What to do. Among the following entries, how many lines hold the string "Subject"? State only the number.
_ _ _ _ _
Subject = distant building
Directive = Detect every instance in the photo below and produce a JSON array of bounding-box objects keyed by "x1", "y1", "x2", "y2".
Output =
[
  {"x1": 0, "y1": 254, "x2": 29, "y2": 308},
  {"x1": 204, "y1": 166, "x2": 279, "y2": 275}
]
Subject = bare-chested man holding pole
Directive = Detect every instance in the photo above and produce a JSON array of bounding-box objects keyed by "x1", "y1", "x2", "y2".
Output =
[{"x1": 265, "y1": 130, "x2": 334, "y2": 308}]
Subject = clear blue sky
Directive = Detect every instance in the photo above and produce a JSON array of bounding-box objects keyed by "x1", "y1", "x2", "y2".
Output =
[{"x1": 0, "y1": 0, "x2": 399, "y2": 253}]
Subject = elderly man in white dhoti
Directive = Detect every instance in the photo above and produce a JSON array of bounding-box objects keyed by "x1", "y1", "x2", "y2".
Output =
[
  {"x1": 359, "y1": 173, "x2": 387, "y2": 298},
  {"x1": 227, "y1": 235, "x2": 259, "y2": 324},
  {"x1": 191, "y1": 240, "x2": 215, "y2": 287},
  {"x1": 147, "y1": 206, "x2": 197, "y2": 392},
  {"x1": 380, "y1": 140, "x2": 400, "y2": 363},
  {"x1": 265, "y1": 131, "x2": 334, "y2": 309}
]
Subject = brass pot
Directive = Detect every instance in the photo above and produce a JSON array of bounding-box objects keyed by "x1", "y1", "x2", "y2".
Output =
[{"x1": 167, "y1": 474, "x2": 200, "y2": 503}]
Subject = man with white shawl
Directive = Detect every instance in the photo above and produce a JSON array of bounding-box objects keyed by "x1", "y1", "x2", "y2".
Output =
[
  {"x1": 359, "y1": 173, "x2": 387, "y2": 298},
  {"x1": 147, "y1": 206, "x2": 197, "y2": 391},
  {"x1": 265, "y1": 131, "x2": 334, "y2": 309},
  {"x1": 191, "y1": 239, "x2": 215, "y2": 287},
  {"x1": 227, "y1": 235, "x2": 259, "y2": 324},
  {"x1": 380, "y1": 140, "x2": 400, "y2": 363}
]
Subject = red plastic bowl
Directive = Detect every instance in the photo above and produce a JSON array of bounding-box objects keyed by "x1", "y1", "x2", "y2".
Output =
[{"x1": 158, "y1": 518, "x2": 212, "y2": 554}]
_ _ _ _ _
Output of the task. 7